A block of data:
══════════════════════════════

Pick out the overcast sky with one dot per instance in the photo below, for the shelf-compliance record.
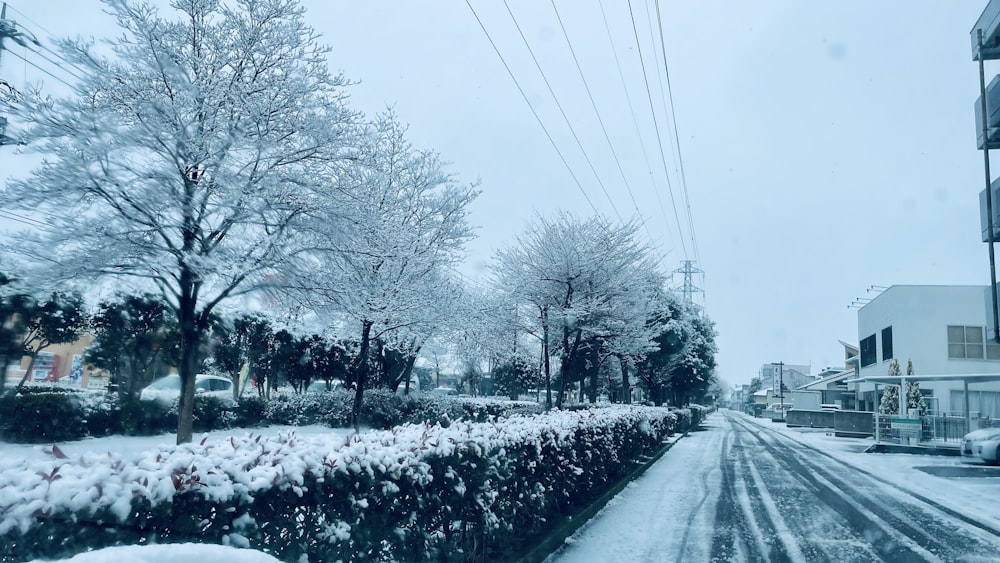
(827, 145)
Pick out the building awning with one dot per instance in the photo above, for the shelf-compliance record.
(958, 377)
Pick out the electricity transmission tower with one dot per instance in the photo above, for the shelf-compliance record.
(688, 271)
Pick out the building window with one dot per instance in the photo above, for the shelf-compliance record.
(887, 343)
(868, 356)
(966, 342)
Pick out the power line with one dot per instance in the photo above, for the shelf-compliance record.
(635, 120)
(593, 104)
(563, 112)
(533, 111)
(677, 141)
(656, 126)
(39, 68)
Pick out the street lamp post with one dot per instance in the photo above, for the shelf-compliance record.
(781, 385)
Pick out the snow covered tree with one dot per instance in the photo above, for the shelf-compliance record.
(132, 334)
(187, 162)
(914, 398)
(890, 396)
(58, 320)
(515, 376)
(691, 379)
(575, 273)
(404, 226)
(15, 314)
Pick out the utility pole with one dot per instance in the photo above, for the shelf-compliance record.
(989, 184)
(7, 29)
(688, 289)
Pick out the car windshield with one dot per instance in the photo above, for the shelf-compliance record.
(166, 383)
(563, 281)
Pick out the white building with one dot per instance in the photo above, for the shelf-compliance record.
(942, 330)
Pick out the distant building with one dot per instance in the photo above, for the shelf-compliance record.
(943, 330)
(789, 375)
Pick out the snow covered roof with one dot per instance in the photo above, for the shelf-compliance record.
(895, 379)
(839, 376)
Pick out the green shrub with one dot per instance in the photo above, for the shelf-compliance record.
(37, 417)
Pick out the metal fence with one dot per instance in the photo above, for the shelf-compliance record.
(934, 428)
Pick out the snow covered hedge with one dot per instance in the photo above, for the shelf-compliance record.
(472, 490)
(47, 414)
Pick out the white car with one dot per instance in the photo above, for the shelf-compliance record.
(168, 388)
(982, 445)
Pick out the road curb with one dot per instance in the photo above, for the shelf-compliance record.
(570, 524)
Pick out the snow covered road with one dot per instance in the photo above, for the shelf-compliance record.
(739, 491)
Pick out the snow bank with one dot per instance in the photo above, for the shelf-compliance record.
(169, 554)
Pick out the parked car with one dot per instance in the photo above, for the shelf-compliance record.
(168, 388)
(319, 386)
(982, 446)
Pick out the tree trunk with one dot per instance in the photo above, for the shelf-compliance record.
(626, 392)
(188, 368)
(545, 358)
(362, 374)
(408, 370)
(27, 372)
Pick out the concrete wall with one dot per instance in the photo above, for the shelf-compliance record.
(810, 419)
(853, 424)
(919, 316)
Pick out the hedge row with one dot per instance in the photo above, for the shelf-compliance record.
(473, 491)
(47, 414)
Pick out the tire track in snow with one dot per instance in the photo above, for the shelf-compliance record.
(739, 535)
(899, 528)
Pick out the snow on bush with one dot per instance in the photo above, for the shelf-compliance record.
(409, 493)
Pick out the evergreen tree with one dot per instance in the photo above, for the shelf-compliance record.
(914, 399)
(890, 398)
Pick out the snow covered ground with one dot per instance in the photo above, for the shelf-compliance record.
(963, 494)
(170, 553)
(135, 447)
(747, 489)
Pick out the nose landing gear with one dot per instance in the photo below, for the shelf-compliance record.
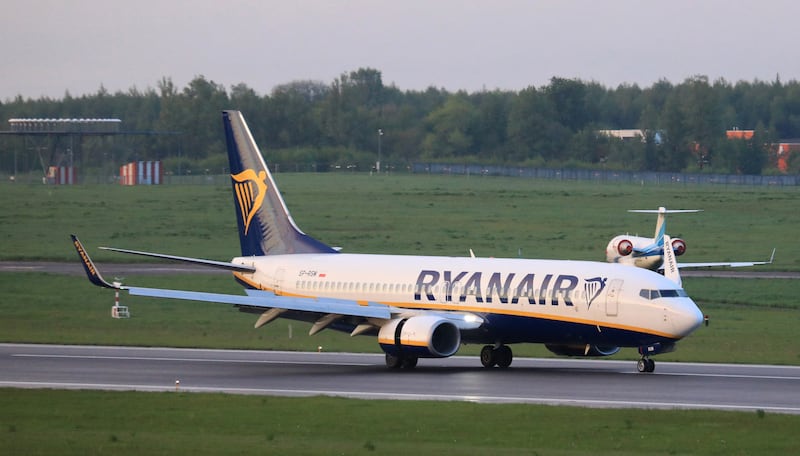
(646, 365)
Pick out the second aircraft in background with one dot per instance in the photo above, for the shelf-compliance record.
(648, 253)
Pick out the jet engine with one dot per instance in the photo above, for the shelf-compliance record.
(678, 246)
(425, 336)
(582, 350)
(625, 247)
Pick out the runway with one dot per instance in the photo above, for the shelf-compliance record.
(588, 383)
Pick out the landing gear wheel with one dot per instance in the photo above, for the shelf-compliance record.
(646, 365)
(503, 356)
(488, 358)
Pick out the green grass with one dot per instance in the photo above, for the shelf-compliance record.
(86, 423)
(46, 308)
(406, 214)
(751, 320)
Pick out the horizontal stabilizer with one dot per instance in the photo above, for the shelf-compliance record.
(200, 261)
(735, 264)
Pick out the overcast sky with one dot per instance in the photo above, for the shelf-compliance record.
(53, 46)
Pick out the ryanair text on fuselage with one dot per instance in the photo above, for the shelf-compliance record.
(549, 287)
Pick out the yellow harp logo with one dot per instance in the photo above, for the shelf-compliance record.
(250, 191)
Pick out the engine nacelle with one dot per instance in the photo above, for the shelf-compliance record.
(625, 247)
(678, 246)
(582, 350)
(425, 336)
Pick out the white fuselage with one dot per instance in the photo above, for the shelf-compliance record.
(652, 261)
(572, 294)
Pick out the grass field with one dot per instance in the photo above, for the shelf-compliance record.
(751, 320)
(88, 423)
(406, 214)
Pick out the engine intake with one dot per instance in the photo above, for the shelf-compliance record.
(678, 246)
(582, 350)
(425, 336)
(625, 247)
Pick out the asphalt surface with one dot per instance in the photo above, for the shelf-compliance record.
(589, 383)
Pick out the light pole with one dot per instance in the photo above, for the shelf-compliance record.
(378, 164)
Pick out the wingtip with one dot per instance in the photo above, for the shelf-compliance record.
(92, 273)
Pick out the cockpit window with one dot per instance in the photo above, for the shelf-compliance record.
(655, 294)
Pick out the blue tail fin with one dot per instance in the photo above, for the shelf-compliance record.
(265, 225)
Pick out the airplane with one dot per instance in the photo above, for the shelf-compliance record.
(648, 253)
(427, 306)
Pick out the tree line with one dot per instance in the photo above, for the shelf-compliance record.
(349, 121)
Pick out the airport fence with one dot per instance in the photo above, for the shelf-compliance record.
(563, 174)
(568, 174)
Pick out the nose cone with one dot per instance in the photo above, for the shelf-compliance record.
(686, 317)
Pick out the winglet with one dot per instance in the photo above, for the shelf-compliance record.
(91, 270)
(671, 270)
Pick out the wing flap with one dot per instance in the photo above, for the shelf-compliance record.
(266, 299)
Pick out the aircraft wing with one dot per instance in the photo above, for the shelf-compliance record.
(268, 300)
(738, 264)
(258, 299)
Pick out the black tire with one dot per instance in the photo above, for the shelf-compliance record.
(488, 358)
(393, 362)
(504, 356)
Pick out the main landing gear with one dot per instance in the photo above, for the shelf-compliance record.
(500, 356)
(398, 362)
(646, 365)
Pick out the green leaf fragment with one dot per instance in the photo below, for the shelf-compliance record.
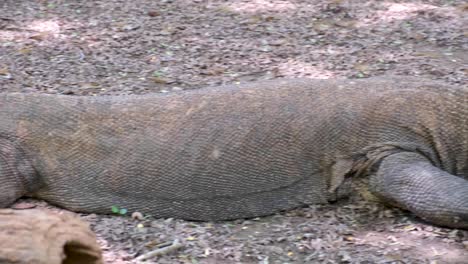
(115, 209)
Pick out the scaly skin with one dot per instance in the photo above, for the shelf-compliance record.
(237, 152)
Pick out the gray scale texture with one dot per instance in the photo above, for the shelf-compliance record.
(241, 151)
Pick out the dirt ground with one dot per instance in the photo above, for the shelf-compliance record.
(114, 47)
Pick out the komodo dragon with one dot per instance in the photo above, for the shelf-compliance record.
(241, 151)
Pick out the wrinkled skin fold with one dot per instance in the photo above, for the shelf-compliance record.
(241, 151)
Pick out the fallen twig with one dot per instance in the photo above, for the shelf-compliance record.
(161, 250)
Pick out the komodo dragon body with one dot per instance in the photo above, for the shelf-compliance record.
(241, 151)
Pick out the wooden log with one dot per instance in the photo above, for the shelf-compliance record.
(41, 236)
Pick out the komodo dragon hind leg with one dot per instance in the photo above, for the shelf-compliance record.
(17, 176)
(408, 180)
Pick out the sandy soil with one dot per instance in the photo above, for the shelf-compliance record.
(132, 47)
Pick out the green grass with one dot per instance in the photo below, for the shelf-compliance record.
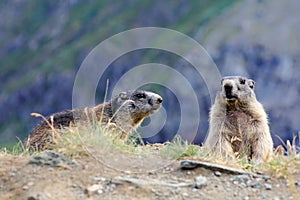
(94, 138)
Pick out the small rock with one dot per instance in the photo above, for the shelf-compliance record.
(25, 187)
(98, 179)
(11, 174)
(200, 181)
(268, 186)
(242, 178)
(94, 189)
(243, 184)
(185, 194)
(217, 173)
(266, 177)
(52, 159)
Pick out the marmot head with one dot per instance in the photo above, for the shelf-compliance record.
(137, 104)
(236, 88)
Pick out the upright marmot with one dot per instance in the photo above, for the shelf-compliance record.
(127, 110)
(238, 124)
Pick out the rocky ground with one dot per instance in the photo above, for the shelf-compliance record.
(51, 175)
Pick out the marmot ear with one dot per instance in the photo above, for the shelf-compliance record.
(251, 83)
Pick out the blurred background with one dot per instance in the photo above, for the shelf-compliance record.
(43, 44)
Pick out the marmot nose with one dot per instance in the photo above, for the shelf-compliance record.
(159, 100)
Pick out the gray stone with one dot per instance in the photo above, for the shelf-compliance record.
(217, 173)
(268, 186)
(52, 159)
(200, 181)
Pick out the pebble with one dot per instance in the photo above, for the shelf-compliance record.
(217, 173)
(200, 181)
(185, 194)
(266, 177)
(268, 186)
(98, 179)
(94, 189)
(242, 178)
(25, 187)
(12, 174)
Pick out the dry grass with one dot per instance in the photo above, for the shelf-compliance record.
(85, 140)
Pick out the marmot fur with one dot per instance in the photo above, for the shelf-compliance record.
(127, 110)
(238, 124)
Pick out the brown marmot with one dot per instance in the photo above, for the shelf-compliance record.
(127, 110)
(238, 124)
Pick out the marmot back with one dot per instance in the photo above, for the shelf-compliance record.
(127, 110)
(238, 123)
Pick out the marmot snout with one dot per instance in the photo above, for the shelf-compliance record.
(127, 110)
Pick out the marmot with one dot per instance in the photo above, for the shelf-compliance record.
(238, 124)
(127, 110)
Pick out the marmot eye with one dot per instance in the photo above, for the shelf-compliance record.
(140, 96)
(242, 81)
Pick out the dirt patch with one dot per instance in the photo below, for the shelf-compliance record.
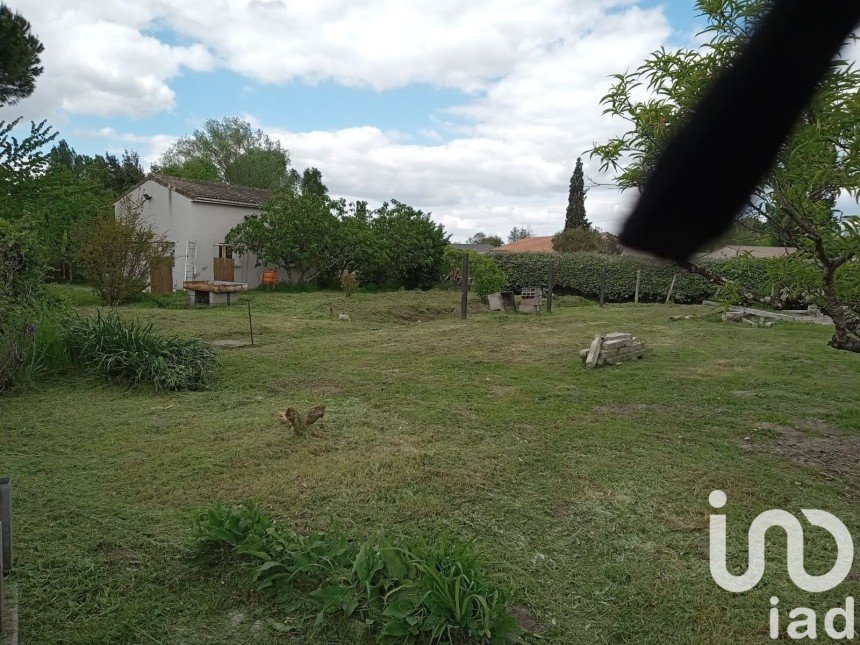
(814, 444)
(525, 619)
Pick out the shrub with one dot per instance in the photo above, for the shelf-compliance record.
(487, 277)
(408, 590)
(581, 274)
(120, 252)
(135, 353)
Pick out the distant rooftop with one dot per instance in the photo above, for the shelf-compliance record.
(477, 248)
(538, 244)
(213, 191)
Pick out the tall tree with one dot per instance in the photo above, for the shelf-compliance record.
(575, 215)
(19, 57)
(222, 144)
(819, 162)
(519, 233)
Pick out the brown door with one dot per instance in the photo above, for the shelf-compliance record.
(161, 278)
(224, 269)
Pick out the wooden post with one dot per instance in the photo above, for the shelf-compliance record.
(2, 610)
(250, 324)
(671, 288)
(464, 287)
(6, 521)
(603, 287)
(549, 288)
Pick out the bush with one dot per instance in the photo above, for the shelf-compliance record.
(135, 353)
(486, 275)
(581, 274)
(120, 252)
(407, 590)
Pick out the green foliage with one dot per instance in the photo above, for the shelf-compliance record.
(576, 239)
(575, 215)
(258, 167)
(348, 282)
(481, 238)
(135, 353)
(119, 253)
(298, 231)
(410, 591)
(519, 233)
(581, 274)
(487, 277)
(819, 162)
(232, 148)
(19, 57)
(412, 247)
(196, 169)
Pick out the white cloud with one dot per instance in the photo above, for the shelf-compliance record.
(534, 72)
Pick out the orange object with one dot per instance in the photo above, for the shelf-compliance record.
(270, 277)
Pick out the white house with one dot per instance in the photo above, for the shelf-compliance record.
(196, 216)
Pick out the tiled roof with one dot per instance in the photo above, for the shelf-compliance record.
(540, 244)
(213, 191)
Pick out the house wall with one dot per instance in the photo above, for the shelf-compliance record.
(181, 220)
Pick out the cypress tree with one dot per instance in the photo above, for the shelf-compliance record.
(575, 216)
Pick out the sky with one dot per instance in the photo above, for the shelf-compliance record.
(475, 111)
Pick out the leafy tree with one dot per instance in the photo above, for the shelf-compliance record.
(584, 239)
(481, 238)
(120, 252)
(575, 215)
(259, 168)
(196, 168)
(296, 230)
(519, 233)
(412, 244)
(820, 161)
(19, 57)
(223, 144)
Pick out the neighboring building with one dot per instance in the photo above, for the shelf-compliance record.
(734, 250)
(538, 244)
(477, 248)
(196, 216)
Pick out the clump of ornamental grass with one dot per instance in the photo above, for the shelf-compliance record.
(406, 590)
(135, 353)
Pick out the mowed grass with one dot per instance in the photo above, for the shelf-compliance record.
(586, 489)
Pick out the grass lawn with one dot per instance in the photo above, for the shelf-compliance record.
(586, 489)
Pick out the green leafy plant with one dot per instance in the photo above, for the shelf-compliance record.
(348, 282)
(410, 591)
(136, 353)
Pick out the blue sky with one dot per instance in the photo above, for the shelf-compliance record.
(473, 111)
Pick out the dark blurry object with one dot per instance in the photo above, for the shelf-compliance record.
(736, 131)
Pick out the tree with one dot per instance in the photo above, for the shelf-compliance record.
(258, 168)
(120, 252)
(480, 238)
(19, 57)
(575, 215)
(299, 231)
(820, 161)
(196, 169)
(413, 246)
(223, 144)
(519, 233)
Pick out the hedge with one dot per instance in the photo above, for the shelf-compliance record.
(581, 273)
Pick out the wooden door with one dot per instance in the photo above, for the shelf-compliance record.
(224, 269)
(161, 278)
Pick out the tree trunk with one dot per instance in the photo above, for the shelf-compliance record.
(846, 322)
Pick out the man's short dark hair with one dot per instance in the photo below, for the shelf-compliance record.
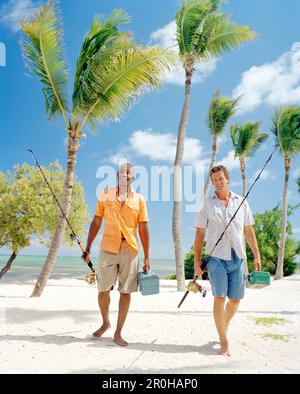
(220, 168)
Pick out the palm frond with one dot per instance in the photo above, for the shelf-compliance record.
(219, 34)
(113, 83)
(189, 20)
(103, 36)
(221, 109)
(246, 138)
(286, 128)
(44, 55)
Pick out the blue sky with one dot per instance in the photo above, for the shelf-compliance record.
(266, 70)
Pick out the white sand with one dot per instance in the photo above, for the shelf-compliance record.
(51, 334)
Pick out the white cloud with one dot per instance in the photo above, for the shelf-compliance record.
(162, 147)
(166, 37)
(13, 11)
(296, 173)
(266, 175)
(119, 159)
(229, 161)
(274, 84)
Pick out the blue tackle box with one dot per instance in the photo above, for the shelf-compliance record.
(148, 282)
(258, 279)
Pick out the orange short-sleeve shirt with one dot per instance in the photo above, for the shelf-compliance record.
(121, 219)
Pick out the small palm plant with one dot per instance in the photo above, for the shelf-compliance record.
(202, 34)
(286, 128)
(220, 111)
(112, 71)
(246, 139)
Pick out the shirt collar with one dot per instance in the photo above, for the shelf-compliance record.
(232, 195)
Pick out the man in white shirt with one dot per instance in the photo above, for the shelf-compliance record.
(226, 265)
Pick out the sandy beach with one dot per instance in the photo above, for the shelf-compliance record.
(52, 334)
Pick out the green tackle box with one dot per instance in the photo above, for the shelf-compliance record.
(258, 279)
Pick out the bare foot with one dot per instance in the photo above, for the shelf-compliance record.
(119, 340)
(101, 331)
(224, 351)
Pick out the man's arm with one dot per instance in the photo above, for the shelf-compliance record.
(251, 239)
(198, 245)
(144, 235)
(93, 231)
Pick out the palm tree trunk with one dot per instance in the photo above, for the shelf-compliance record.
(61, 224)
(177, 207)
(8, 264)
(279, 269)
(243, 171)
(212, 163)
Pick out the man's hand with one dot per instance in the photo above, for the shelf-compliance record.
(197, 270)
(86, 257)
(146, 264)
(257, 264)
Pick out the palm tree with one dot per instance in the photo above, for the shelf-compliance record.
(286, 128)
(111, 73)
(202, 34)
(246, 138)
(221, 109)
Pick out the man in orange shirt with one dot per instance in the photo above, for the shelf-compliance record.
(123, 211)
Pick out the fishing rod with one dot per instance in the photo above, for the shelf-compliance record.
(90, 278)
(193, 285)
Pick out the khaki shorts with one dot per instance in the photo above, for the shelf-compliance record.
(123, 266)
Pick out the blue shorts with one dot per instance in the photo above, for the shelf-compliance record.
(227, 277)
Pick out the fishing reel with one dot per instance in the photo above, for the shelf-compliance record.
(91, 278)
(194, 287)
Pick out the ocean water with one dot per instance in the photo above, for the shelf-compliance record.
(28, 267)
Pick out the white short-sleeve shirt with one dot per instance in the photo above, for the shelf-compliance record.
(214, 217)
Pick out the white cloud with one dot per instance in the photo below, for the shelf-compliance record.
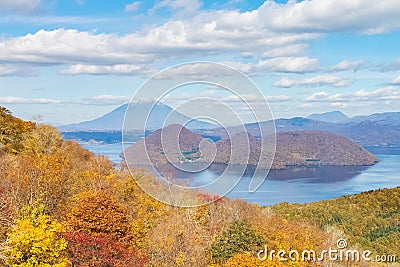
(363, 16)
(181, 7)
(320, 80)
(132, 7)
(396, 81)
(14, 70)
(277, 98)
(272, 30)
(393, 66)
(256, 99)
(105, 100)
(289, 50)
(381, 94)
(21, 100)
(348, 65)
(118, 69)
(282, 64)
(23, 6)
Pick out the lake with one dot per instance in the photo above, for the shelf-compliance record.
(296, 184)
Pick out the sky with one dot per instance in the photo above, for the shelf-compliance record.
(75, 60)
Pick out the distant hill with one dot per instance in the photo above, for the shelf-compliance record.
(297, 148)
(174, 141)
(332, 116)
(388, 118)
(375, 130)
(137, 114)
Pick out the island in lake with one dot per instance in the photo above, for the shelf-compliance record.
(175, 143)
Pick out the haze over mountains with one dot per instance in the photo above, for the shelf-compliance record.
(380, 129)
(137, 115)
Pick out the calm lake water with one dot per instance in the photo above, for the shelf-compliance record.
(299, 184)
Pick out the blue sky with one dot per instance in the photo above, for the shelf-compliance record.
(71, 61)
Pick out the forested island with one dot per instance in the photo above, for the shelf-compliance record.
(296, 148)
(61, 205)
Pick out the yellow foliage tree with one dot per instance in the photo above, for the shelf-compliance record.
(35, 240)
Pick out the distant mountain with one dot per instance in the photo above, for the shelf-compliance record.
(375, 130)
(388, 118)
(139, 114)
(297, 148)
(332, 116)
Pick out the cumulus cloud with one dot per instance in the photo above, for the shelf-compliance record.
(320, 80)
(277, 98)
(118, 69)
(289, 50)
(348, 65)
(396, 81)
(282, 64)
(14, 70)
(132, 7)
(277, 32)
(386, 93)
(392, 66)
(23, 6)
(181, 7)
(21, 100)
(367, 16)
(105, 100)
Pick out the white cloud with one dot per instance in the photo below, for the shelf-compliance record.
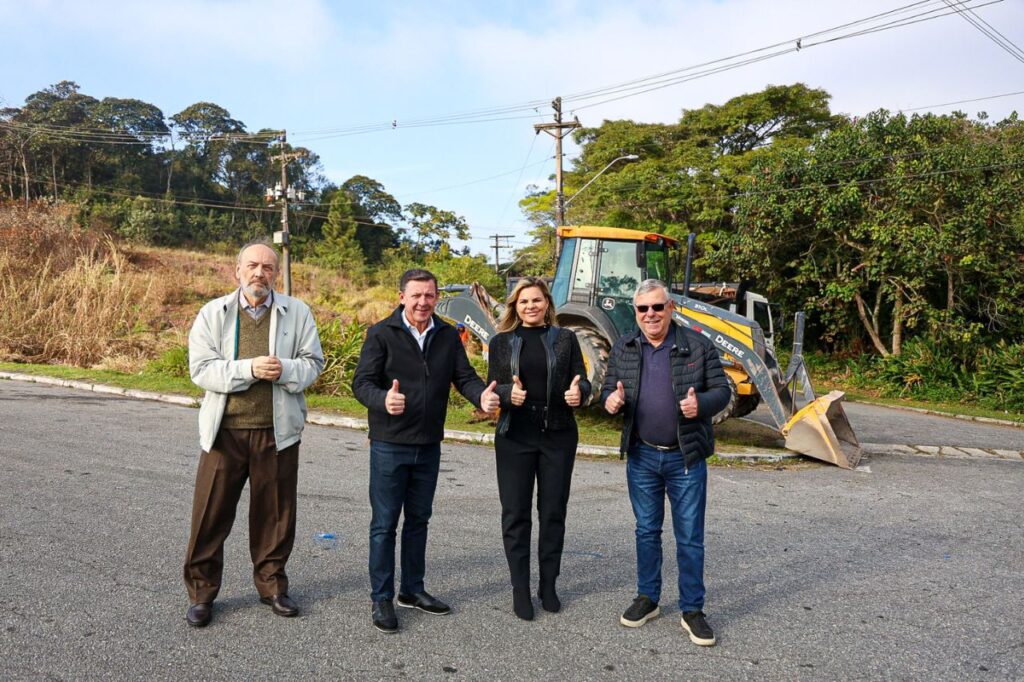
(196, 33)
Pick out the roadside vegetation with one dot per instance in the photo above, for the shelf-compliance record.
(901, 237)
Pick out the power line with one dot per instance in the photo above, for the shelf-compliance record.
(989, 32)
(963, 101)
(926, 10)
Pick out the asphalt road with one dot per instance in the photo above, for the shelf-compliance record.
(908, 568)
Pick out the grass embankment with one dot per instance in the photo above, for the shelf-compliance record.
(596, 428)
(80, 305)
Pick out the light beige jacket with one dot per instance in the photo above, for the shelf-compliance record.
(294, 340)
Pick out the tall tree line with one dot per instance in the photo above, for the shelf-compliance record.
(200, 177)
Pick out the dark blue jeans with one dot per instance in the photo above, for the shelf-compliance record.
(402, 480)
(651, 474)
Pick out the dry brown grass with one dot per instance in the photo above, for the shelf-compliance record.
(80, 297)
(70, 296)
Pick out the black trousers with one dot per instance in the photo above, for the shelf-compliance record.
(525, 456)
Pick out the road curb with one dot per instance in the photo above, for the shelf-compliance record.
(324, 419)
(936, 413)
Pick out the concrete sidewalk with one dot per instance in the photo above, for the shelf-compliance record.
(752, 456)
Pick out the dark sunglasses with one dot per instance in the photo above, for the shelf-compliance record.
(656, 307)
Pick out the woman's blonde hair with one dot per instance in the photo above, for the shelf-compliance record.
(510, 316)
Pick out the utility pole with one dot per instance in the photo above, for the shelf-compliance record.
(558, 130)
(498, 246)
(282, 193)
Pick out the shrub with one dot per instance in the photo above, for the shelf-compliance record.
(172, 363)
(341, 345)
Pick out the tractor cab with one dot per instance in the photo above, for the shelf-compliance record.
(601, 267)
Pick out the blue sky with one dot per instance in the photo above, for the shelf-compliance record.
(312, 66)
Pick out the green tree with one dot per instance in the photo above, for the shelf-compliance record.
(339, 247)
(889, 226)
(430, 227)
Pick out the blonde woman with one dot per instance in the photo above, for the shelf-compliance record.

══════════════════════════════

▸ Task to complete
Express the lines from the line with "Pick out the black trousers" up to and including the last line of the data as a Markdown table with the columns Row and Line, one numbered row per line, and skip any blank lines.

▸ Complete output
| Row | Line |
|---|---|
| 1 | Pick out the black trousers with one dot per instance in the photo above, for the shelf-compliance record. |
| 2 | (525, 456) |
| 3 | Pick out the road curb with one dot per instance in the photo above, for the shelf-compliance record. |
| 4 | (324, 419) |
| 5 | (936, 413) |
| 6 | Pick out the concrete sidewalk with one dot per instance in the photo above, for the shelf-compliance record. |
| 7 | (752, 456) |
| 8 | Pick out the dark sunglasses with one dot per instance in the photo above, for the shelf-compliance record. |
| 9 | (656, 307) |
| 10 | Pick out the woman's blonde hair with one dot per instance in the photo above, for the shelf-compliance record. |
| 11 | (510, 316) |
| 12 | Pick out the utility pole with one dot per instance in the photo above, for the shelf-compliance record. |
| 13 | (558, 130) |
| 14 | (498, 246) |
| 15 | (282, 193) |
| 16 | Pick out the shrub with one dot per instance in the photo above, for the shelf-compliance record. |
| 17 | (172, 363) |
| 18 | (341, 345) |
| 19 | Pick out the tractor cab with one dot per instance in the photo above, for the shelf-compliance record. |
| 20 | (601, 267) |
| 21 | Pick out the blue sky with one dot per instance in the photo above, for the shelf-compliance record. |
| 22 | (312, 66) |
| 23 | Pick out the green tree with one dot per instance in the photo above, for the shelf-compliance record. |
| 24 | (339, 247) |
| 25 | (889, 226) |
| 26 | (430, 227) |
| 27 | Pick out the blonde woman with one dot per instance in the photo above, for the shelf-compliance record. |